Excerpts of point annotation data:
......
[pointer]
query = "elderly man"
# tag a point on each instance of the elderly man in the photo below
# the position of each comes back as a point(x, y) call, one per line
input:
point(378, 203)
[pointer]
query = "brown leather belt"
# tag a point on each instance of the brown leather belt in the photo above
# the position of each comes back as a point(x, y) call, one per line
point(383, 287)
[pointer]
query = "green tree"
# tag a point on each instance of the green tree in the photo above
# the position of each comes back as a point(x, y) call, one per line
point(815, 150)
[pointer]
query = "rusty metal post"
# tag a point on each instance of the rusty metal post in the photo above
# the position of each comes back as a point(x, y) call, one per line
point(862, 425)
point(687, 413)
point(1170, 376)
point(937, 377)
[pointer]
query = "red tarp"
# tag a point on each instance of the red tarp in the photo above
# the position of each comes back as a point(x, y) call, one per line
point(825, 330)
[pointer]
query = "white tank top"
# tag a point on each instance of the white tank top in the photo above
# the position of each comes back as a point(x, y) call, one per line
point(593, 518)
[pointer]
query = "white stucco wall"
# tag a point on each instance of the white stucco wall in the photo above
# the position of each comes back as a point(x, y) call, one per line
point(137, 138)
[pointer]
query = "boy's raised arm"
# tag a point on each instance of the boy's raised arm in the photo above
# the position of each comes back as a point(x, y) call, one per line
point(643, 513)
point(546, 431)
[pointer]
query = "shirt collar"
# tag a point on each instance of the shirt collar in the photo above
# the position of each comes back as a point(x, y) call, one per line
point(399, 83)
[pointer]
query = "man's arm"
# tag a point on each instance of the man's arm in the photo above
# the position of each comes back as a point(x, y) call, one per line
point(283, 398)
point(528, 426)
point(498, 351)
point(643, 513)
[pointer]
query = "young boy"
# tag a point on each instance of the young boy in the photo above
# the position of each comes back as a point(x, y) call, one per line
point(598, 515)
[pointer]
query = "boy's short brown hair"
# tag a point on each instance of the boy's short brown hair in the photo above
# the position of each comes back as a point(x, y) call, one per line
......
**Short exercise:** Return every one of the lines above, unchanged.

**Worked solution:**
[pointer]
query = "elderly man"
# tag a point on each instance of the elderly man in the photo below
# the position of each comes back as a point(x, y) call, one per line
input:
point(378, 203)
[pointer]
query = "brown leather belt"
# tag a point on each instance of the brown leather belt in the photo above
# the position of each comes back as a point(x, y) call, one per line
point(383, 287)
[pointer]
query = "green tree"
# tag a point on each instance of the green tree in the photo above
# the position of each comes back as a point(x, y) call, one per line
point(815, 150)
[pointer]
query = "rusty metal post"
# tag a point on each instance of the rusty metal post in the photo above
# the position of each comes back as a point(x, y) call, one per line
point(862, 425)
point(687, 413)
point(1170, 376)
point(937, 377)
[pointer]
query = "red tarp"
# tag a point on each instance of the red tarp in the photo above
# the position of each comes back as a point(x, y) call, one per line
point(825, 330)
[pointer]
query = "white tank top"
# tag a point on each instance of the white tank top in the photo above
# the position of each comes back as a point(x, y) call, one per line
point(593, 518)
[pointer]
query = "white stucco wall"
# tag a point on each instance of the white stucco wall in the photo above
# the position of each comes back as a point(x, y) call, one per line
point(137, 138)
[pointer]
query = "boy's raised arm"
# tag a point on each instance of the boy's raised arm in the photo above
# the position of each comes back as a point(x, y) call, one per line
point(643, 513)
point(546, 431)
[pointer]
query = "shirt collar"
# tag a point on each instance of the shirt collar in the photo above
# the position of each comes back as a point(x, y) call, one per line
point(399, 83)
[pointer]
query = "man's arm"
# tag a point on each instance of the man's arm in the photo above
# the position of each comes back as a point(x, y) call, one per line
point(283, 398)
point(528, 426)
point(498, 351)
point(643, 513)
[pointer]
query = "young boy"
# tag a point on each instance of the young boy in the photo above
# the position of each comes back as a point(x, y) call, one per line
point(598, 515)
[pointer]
query = "boy's short brown hair"
# tag a point on each instance of the boy's short brown hair in the photo above
# the position of each comes back as a point(x, y) call, one per line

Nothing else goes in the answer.